| Tareas del ejercicio |
A – Enumera los nombres de todos los personajes que aparecen en el fragmento sobre Con amor y furia.
B – Responde, según el fragmento sobre Con amor y furia:
(i) ¿Qué actor interpreta a Francois?
(ii) ¿Qué revela el juego de contrastes?
(iii) ¿Qué consecuencias del deseo trata la película?
C – Reproduce textualmente el pasaje del fragmento sobre Con amor y furia que comienza con "El carácter espectral" y sigue hasta "una gran realizadora.".

| Fragmento proporcionado |

· · · · · · ·

El carácter espectral de Francois (Grégoire Colin), ese ente que viene a ocupar el ámbito imaginario de Sara y Jean en su pose seductora y demoníaca, se contrapone al orden de lo real cuando deja entrever sus mañas de niño histérico. Nuevamente, una cosa es lo que imaginamos y otra lo que es. Progresivamente se gana un lugar en la película desde un espacio más imperceptible, signado por reflejos y sombras, hasta convertirse en una presencia concreta que no vale dos pesos. Es parte de un juego de contrastes que revela apariencia y realidad. Pero el tema es el deseo y a dónde nos conduce. Sobre las consecuencias físicas, psicológicas y morales de esto versa Con amor y furia, con la característica mirada (más disimulada) de una gran realizadora.

· · · · · · ·

(Datos de localización de puntos en imágenes)
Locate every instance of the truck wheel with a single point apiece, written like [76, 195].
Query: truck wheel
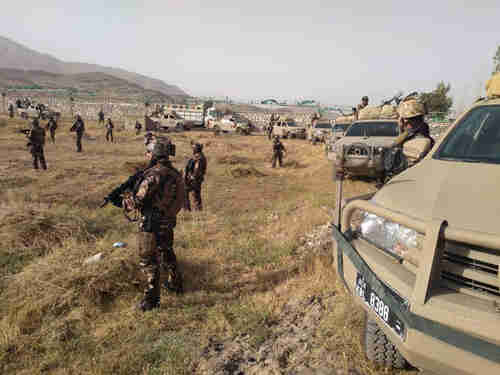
[379, 349]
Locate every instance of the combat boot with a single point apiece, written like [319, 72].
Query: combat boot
[173, 281]
[148, 305]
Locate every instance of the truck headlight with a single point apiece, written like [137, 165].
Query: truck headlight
[390, 236]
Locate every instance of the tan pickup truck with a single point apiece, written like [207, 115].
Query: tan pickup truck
[421, 256]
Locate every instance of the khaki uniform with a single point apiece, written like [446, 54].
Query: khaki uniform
[36, 143]
[159, 197]
[278, 150]
[51, 127]
[109, 131]
[410, 133]
[79, 128]
[194, 177]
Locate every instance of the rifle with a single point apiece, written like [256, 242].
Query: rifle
[115, 197]
[396, 98]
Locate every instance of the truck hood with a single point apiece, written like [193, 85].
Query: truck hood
[466, 195]
[370, 141]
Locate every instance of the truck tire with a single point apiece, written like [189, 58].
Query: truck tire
[379, 349]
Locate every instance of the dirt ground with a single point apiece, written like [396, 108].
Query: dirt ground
[260, 296]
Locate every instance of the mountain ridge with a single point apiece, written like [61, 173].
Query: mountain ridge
[18, 57]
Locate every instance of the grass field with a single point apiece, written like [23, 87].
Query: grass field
[238, 256]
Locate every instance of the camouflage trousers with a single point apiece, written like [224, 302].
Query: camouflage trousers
[193, 191]
[277, 157]
[157, 257]
[37, 155]
[79, 142]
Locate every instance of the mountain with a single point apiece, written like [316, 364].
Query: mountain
[95, 82]
[18, 57]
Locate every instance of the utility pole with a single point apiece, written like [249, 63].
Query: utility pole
[3, 101]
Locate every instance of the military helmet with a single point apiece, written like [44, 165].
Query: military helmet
[197, 147]
[411, 107]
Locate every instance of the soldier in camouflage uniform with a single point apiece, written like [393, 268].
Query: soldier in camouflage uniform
[138, 127]
[412, 122]
[79, 128]
[148, 138]
[36, 142]
[363, 104]
[194, 176]
[159, 198]
[11, 110]
[51, 127]
[278, 150]
[101, 117]
[109, 131]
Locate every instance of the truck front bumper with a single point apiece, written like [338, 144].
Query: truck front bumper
[426, 343]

· · · · · · ·

| Respuestas del ejercicio |
A – Francois, Sara y Jean.

B –
(i) Grégoire Colin.
(ii) Apariencia y realidad.
(iii) Las físicas, las psicológicas y las morales.

C –
El carácter espectral de Francois (Grégoire Colin), ese ente que viene a ocupar el ámbito imaginario de Sara y Jean en su pose seductora y demoníaca, se contrapone al orden de lo real cuando deja entrever sus mañas de niño histérico. Nuevamente, una cosa es lo que imaginamos y otra lo que es. Progresivamente se gana un lugar en la película desde un espacio más imperceptible, signado por reflejos y sombras, hasta convertirse en una presencia concreta que no vale dos pesos. Es parte de un juego de contrastes que revela apariencia y realidad. Pero el tema es el deseo y a dónde nos conduce. Sobre las consecuencias físicas, psicológicas y morales de esto versa Con amor y furia, con la característica mirada (más disimulada) de una gran realizadora.